## EXCERPT PROVIDED
════════════════
China Eastern rank outside the top 30 for cabin cleanliness on Skytrax, but thankfully the First Class cabin was very clean and tidy. The galley, suites and the toilet were all clean, if functional. Thankfully there was no cigarette smoke either.
The cabin crew were all Chinese and maintained a level of professionalism with a lot of smiles and nods. The level of English was average, but this did not cause any major communication barriers.
Having said that, you might find yourself disappointed if you are expecting top-notch service with staff trained to welcome you by name. The flight experience definitely lacked hospitality compared to the other premium airlines. None of the staff noted my name despite being the only First Class passenger. This journey was in stark contrast to my last trip with Qatar Airlines, where the staff greeted every single passenger by name on a very full Business Class on an A380.
China Eastern rostered a Boeing 777-300ER (77W) for this route. It’s a plane that’s had this First Class cabin since 2015. That means it has clocked a few miles, but it’s still in great condition.
Once you close the panelled sliding door, it is the ultimate private experience. In the central suites, the central divider can scroll down and be joined together.
It’s definitely a First Class experience, but that luxury feel just doesn’t carry all the way through the whole experience. Perhaps I’m being pedantic, so let me give you an example. The tablecloths used weren’t pressed, and were instead covered in creases.
════════════════
## GIVEN ENTRIES

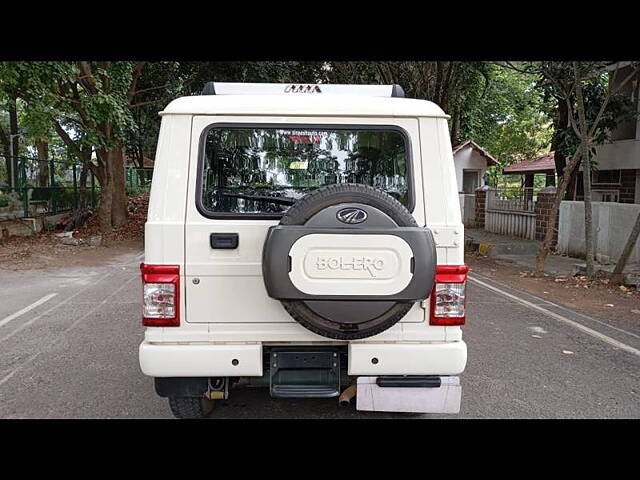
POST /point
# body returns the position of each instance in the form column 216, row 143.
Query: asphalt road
column 74, row 355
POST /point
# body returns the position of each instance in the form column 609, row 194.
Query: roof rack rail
column 226, row 88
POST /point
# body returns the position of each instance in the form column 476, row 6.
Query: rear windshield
column 266, row 170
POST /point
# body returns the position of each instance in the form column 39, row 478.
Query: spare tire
column 348, row 261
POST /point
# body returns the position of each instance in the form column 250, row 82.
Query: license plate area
column 300, row 373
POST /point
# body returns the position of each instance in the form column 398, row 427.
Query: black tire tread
column 330, row 195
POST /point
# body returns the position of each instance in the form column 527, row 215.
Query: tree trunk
column 588, row 214
column 7, row 156
column 42, row 147
column 562, row 188
column 119, row 211
column 103, row 174
column 82, row 182
column 617, row 277
column 14, row 140
column 585, row 143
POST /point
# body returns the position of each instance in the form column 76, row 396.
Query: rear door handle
column 224, row 240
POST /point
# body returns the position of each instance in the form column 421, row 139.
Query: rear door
column 225, row 284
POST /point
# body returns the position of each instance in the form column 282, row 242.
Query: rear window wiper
column 263, row 198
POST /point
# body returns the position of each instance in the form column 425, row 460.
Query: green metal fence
column 59, row 191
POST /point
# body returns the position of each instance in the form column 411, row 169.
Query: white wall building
column 471, row 163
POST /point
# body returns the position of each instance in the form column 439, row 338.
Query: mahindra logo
column 351, row 215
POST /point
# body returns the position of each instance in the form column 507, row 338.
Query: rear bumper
column 372, row 359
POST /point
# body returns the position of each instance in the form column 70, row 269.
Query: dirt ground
column 45, row 250
column 596, row 297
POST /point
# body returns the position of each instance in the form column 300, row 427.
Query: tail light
column 448, row 295
column 160, row 295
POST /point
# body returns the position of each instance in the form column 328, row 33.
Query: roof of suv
column 303, row 104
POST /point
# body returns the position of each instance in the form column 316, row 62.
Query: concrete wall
column 469, row 159
column 621, row 155
column 612, row 223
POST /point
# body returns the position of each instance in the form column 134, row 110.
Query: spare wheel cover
column 348, row 261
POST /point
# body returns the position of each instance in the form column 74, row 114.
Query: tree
column 95, row 99
column 590, row 122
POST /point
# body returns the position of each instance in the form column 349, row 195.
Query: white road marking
column 7, row 377
column 573, row 312
column 560, row 318
column 26, row 309
column 58, row 305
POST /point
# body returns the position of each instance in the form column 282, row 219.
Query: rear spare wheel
column 348, row 261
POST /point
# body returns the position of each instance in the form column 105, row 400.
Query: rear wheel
column 190, row 407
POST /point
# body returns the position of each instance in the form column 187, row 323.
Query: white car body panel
column 229, row 304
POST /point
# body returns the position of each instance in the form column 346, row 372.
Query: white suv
column 308, row 239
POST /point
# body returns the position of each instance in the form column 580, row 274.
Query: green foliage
column 510, row 119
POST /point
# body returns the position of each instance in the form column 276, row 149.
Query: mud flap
column 434, row 399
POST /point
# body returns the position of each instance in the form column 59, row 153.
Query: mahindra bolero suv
column 306, row 239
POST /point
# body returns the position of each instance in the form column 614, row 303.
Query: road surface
column 69, row 340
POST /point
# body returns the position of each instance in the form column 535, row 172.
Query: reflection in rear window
column 266, row 170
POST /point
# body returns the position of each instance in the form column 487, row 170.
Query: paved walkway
column 523, row 252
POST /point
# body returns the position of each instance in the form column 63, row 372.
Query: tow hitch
column 297, row 373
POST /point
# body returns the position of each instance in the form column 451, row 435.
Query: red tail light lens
column 448, row 295
column 160, row 295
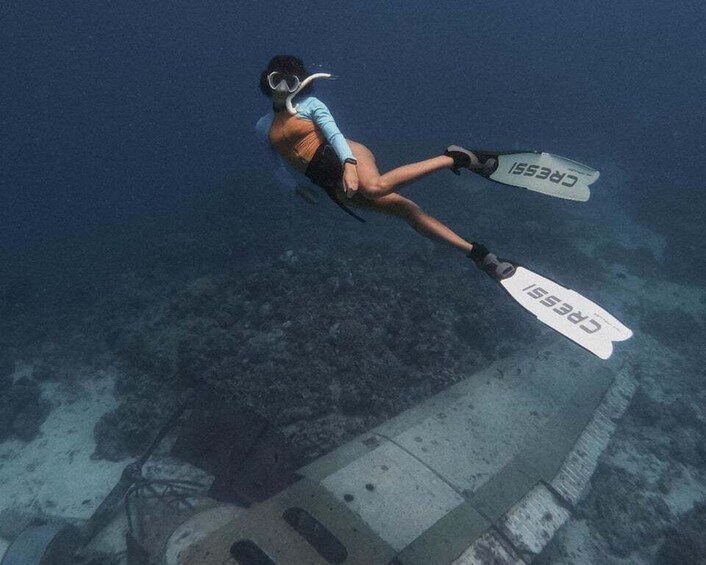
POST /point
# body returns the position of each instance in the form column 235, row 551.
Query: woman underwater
column 309, row 142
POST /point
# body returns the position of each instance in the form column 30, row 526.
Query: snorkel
column 291, row 108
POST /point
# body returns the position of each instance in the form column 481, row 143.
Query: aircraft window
column 313, row 531
column 246, row 552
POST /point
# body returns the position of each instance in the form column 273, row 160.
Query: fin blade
column 546, row 173
column 567, row 312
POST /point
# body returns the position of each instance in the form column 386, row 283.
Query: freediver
column 305, row 143
column 304, row 139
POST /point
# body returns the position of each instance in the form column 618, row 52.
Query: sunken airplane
column 483, row 472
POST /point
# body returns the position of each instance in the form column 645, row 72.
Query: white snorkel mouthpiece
column 291, row 108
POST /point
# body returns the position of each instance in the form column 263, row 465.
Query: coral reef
column 322, row 346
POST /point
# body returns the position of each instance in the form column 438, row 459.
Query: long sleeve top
column 292, row 141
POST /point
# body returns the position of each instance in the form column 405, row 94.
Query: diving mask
column 283, row 82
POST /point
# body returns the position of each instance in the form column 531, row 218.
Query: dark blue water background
column 114, row 110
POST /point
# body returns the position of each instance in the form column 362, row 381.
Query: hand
column 350, row 179
column 306, row 193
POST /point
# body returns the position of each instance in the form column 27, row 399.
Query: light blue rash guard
column 297, row 142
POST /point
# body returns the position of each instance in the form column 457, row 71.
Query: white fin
column 546, row 173
column 567, row 312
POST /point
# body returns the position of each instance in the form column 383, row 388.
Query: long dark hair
column 287, row 64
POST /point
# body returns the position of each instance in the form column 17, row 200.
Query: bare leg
column 374, row 185
column 423, row 223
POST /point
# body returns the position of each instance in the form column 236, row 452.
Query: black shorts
column 325, row 169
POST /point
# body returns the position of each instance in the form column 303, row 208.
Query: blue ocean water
column 129, row 168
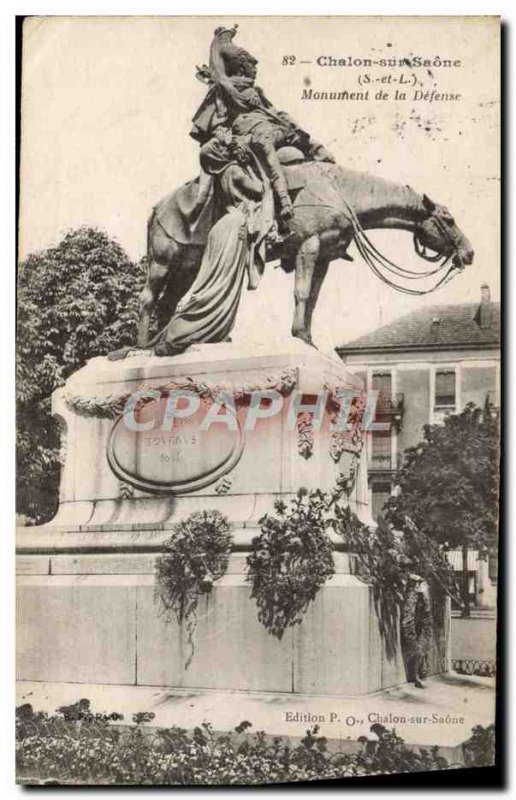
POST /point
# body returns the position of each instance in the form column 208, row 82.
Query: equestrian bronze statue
column 267, row 192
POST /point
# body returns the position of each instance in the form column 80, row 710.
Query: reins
column 380, row 264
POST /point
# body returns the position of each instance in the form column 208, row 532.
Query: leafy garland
column 375, row 559
column 293, row 557
column 195, row 556
column 290, row 560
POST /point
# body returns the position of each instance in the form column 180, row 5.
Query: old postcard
column 258, row 398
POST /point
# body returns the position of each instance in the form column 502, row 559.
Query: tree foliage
column 75, row 301
column 448, row 484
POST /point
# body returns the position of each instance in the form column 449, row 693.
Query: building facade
column 425, row 365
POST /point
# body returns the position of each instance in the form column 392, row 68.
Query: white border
column 107, row 7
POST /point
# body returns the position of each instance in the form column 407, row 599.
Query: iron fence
column 482, row 667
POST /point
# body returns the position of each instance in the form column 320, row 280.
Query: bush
column 81, row 749
column 75, row 301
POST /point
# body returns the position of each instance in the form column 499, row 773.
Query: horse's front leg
column 156, row 276
column 321, row 268
column 306, row 260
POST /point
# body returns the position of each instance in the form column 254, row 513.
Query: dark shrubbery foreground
column 78, row 746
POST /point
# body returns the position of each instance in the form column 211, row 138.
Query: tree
column 75, row 301
column 448, row 484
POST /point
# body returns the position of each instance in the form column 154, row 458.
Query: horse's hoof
column 306, row 339
column 118, row 355
column 168, row 349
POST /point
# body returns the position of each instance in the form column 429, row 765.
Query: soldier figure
column 237, row 109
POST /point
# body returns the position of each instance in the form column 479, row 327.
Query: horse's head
column 438, row 232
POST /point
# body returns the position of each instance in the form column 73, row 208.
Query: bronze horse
column 329, row 204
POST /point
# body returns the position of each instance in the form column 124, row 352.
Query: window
column 380, row 495
column 381, row 457
column 382, row 382
column 445, row 397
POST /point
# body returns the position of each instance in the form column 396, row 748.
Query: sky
column 106, row 112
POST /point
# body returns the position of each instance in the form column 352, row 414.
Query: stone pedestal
column 86, row 609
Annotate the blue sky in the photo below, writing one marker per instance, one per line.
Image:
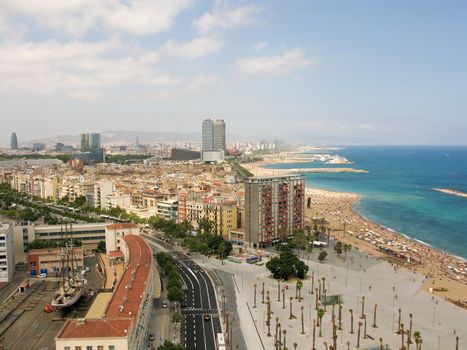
(382, 72)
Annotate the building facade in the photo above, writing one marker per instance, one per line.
(274, 208)
(14, 141)
(222, 213)
(114, 235)
(219, 135)
(7, 256)
(207, 135)
(50, 261)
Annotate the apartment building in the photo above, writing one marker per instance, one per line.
(7, 257)
(274, 208)
(167, 209)
(223, 213)
(102, 189)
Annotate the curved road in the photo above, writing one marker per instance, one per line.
(200, 299)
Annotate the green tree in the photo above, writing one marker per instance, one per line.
(167, 345)
(101, 247)
(322, 255)
(205, 225)
(338, 247)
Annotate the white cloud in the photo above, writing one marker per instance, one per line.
(280, 64)
(201, 81)
(75, 17)
(259, 46)
(225, 16)
(78, 69)
(196, 48)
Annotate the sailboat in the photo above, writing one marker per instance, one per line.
(72, 284)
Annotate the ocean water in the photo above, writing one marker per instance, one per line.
(398, 190)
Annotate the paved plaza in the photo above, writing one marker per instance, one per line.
(438, 321)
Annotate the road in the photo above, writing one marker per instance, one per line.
(200, 299)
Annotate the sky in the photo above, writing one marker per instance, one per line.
(356, 72)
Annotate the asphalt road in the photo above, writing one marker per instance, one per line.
(200, 299)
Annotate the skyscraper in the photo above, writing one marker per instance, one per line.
(219, 135)
(274, 208)
(14, 141)
(208, 135)
(84, 142)
(94, 142)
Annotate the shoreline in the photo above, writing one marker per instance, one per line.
(445, 274)
(451, 192)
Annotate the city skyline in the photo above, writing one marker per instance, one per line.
(348, 74)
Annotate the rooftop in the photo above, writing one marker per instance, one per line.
(120, 226)
(49, 251)
(93, 328)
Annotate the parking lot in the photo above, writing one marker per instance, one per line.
(25, 325)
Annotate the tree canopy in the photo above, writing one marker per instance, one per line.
(287, 264)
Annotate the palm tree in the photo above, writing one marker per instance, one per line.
(320, 317)
(358, 334)
(314, 334)
(291, 315)
(346, 248)
(351, 321)
(298, 289)
(303, 324)
(418, 339)
(363, 308)
(374, 317)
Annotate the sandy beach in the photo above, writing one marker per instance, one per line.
(446, 275)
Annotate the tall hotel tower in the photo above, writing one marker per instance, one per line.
(208, 135)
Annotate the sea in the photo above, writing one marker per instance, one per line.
(397, 192)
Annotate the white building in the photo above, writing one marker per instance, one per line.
(118, 200)
(114, 235)
(102, 189)
(215, 156)
(88, 234)
(167, 209)
(7, 257)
════════════════
## TASK
Can you repeat, word for word, the stretch of the China Eastern First Class review from "Once you close" through "be joined together."?

## EXERCISE ANSWER
Once you close the panelled sliding door, it is the ultimate private experience. In the central suites, the central divider can scroll down and be joined together.